-- Task directions --
Retype each entry below exactly as it stands.

-- Rows --
## START

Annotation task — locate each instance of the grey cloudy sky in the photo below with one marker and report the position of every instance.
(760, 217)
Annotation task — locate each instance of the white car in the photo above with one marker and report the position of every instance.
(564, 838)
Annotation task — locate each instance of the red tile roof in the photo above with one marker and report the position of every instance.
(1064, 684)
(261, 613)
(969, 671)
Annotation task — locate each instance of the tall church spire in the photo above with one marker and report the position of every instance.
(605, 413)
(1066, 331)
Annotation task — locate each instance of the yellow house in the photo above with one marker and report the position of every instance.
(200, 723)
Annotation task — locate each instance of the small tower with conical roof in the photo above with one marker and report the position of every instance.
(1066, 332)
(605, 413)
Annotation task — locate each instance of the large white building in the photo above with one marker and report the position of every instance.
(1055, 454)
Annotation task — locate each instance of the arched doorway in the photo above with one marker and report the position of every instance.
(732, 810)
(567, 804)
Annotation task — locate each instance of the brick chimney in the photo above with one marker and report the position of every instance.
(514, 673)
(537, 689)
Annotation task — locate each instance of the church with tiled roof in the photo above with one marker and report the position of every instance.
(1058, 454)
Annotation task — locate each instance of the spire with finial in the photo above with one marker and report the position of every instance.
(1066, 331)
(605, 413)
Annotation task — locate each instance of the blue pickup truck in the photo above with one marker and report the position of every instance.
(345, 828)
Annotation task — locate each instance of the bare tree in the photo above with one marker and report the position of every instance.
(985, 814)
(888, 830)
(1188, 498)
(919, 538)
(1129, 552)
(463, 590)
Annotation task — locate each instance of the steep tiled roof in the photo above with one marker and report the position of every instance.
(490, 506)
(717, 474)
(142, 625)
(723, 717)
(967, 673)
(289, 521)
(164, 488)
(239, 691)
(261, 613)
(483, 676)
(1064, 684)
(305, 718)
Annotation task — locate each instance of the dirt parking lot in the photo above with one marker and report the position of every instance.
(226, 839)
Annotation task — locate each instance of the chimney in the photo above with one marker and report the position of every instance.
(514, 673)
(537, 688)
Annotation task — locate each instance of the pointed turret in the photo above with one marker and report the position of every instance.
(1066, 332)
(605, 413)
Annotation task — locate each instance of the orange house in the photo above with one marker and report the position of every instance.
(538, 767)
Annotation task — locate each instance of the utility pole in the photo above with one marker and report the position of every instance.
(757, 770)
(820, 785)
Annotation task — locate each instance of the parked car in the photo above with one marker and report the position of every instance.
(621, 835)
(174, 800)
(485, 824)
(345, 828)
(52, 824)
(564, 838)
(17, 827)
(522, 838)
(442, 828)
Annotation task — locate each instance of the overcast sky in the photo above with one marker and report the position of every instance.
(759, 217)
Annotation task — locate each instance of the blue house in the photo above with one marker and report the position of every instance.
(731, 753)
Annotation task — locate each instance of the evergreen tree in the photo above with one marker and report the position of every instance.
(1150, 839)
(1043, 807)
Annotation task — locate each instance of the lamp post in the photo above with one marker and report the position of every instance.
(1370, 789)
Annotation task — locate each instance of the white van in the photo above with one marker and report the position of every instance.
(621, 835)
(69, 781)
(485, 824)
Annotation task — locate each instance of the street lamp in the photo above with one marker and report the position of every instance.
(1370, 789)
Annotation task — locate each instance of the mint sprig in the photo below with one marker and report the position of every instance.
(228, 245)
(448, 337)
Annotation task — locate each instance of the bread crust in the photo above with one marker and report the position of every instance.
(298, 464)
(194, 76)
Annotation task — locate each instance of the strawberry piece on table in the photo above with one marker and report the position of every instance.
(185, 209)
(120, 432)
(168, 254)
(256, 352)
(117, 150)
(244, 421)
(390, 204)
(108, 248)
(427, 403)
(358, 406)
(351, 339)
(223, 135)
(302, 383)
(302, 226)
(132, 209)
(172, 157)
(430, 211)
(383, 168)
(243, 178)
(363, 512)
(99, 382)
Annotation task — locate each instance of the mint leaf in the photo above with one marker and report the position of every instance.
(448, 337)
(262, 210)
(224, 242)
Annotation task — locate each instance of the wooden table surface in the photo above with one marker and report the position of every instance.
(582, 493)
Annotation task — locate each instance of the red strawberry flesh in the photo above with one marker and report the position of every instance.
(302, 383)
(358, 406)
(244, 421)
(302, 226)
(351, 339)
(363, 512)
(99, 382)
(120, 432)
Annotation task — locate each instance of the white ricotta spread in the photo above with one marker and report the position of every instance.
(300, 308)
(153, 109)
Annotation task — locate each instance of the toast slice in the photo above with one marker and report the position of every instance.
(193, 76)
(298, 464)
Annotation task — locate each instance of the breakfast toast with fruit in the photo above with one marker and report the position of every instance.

## END

-- Correct output --
Annotation task — locate each instance of the grey cloudy sky in the photo below with one marker and report the position of every instance.
(760, 217)
Annotation task — locate each instance of the white car in the photo above with one marker and report the position of every instance.
(564, 838)
Annotation task — locate each instance of the red tile roof in the photo above with one marker and report the position of every instance.
(1064, 684)
(261, 613)
(969, 671)
Annotation task — locate each instance of the tall church spire in the photo above with one marker and report the position of every instance.
(605, 413)
(1066, 331)
Annotation task — locate each instance of the yellow house in the photo above with one marker and report the position of every instance.
(200, 723)
Annotation task — locate each instance of the small tower with conical roof in the photo above with one marker and report the position of every instance.
(1066, 332)
(605, 413)
Annotation task — locate each instance of the large white building in the photo above with one marker and report the position of every instance.
(1055, 454)
Annotation task — locate each instance of the arched doorway in the photo above with one marker and report the position of every instance.
(732, 810)
(567, 804)
Annotation task — locate each instance of the brick chimney in the photo above with one marker and report the position of every instance.
(514, 673)
(537, 689)
Annotation task — locate each instance of the church with tiled roof in the photo above with one marker and report the position of every instance.
(1058, 454)
Annotation task — locate each instance of the spire with finial in the photo above with one marker and report the position of every instance.
(1066, 331)
(605, 413)
Annotation task — locate each instance of the blue pickup truck in the photo above with one marker and report the position of every instance.
(345, 828)
Annotation task — locate each instance of the bare tree in the photo above with one marker and report the position of every instance.
(985, 814)
(888, 830)
(1188, 498)
(919, 538)
(1129, 552)
(463, 590)
Annotation task — locate each instance of the steep tiled roof in the photo above with one marker and report the position of every instance.
(490, 506)
(717, 474)
(142, 625)
(723, 717)
(967, 673)
(289, 521)
(164, 488)
(239, 691)
(261, 613)
(483, 676)
(1064, 684)
(305, 718)
Annotation task — locate each instance of the dirt parking lot in the photo above with one marker and report the position of every instance.
(226, 839)
Annotation task — locate each instance of the chimney in the photo above with one marker and report the position of every instance.
(514, 673)
(537, 688)
Annotation task — locate each instance of the pointed turret in the photo above with one marker and report the position of every instance.
(1066, 332)
(605, 413)
Annotation task — locate each instance of the orange house in the photo above with one marker and report the position of every instance.
(538, 767)
Annotation task — locate each instance of the utility pole in the photo above with one marker and report the position of every instance.
(757, 770)
(820, 785)
Annotation task — locate each instance of the parked car in the photo above with one marker and report the position of every instance.
(621, 835)
(174, 800)
(485, 824)
(345, 828)
(52, 824)
(564, 838)
(17, 827)
(522, 838)
(442, 828)
Annotation task — locate each instance of the overcast sky in the photo above with one marker and report the position of every instance.
(759, 217)
Annotation task — locate each instance of the blue house in the photo above with one marker and report the position of every instance.
(731, 753)
Annotation task — locate each instance of the evergreen tree in the photo above with one marker and report the position of every instance.
(1150, 839)
(1043, 807)
Annotation task — locate each instance of the lamp post in the photo above with one marker and report the position of every instance.
(1370, 789)
Annotation task — locate each instance of the white van in the photo above with one marker and report the position of every instance.
(621, 835)
(69, 781)
(485, 824)
Annotation task — locate each instance of the street lamp in the photo above with one marker and report the position of every instance.
(1370, 789)
Annotation task — locate each instance of the mint sprig in the photo below with one marker and report the position of every instance.
(228, 245)
(448, 337)
Annotation task — locate each instance of the bread crust in the photo above with one marker and report the position of every instance.
(298, 464)
(194, 76)
Annotation task — locate each instance of the strawberry piece on table in the photo above with one marker and report the position of every instance.
(185, 209)
(120, 432)
(168, 254)
(256, 352)
(117, 150)
(244, 421)
(390, 204)
(108, 248)
(427, 403)
(358, 406)
(351, 339)
(223, 135)
(302, 383)
(302, 226)
(132, 209)
(172, 157)
(430, 211)
(383, 168)
(243, 178)
(363, 512)
(99, 382)
Annotation task — locate each instance of the mint leaf in the photo above with one marker and report the position of every instance.
(448, 337)
(262, 210)
(224, 242)
Annotation task — locate each instance of the wooden table surface in the photo above with one marker and report the position of every instance.
(582, 493)
Annotation task — locate each instance of the red strawberry flesh in the photo above with one marker and report the position of every instance.
(302, 383)
(358, 406)
(244, 421)
(302, 226)
(351, 339)
(363, 512)
(99, 382)
(120, 432)
Annotation task — locate each instance of the white ricotta spread in the photo above with one marker and report the position of every instance.
(300, 308)
(153, 109)
Annotation task — locate each instance of the toast slice in the photo above with one marker and report the position of every instance.
(193, 76)
(298, 464)
Annotation task — locate each instance of the breakfast toast with fruit in the photo above with one marker and report the position of every instance.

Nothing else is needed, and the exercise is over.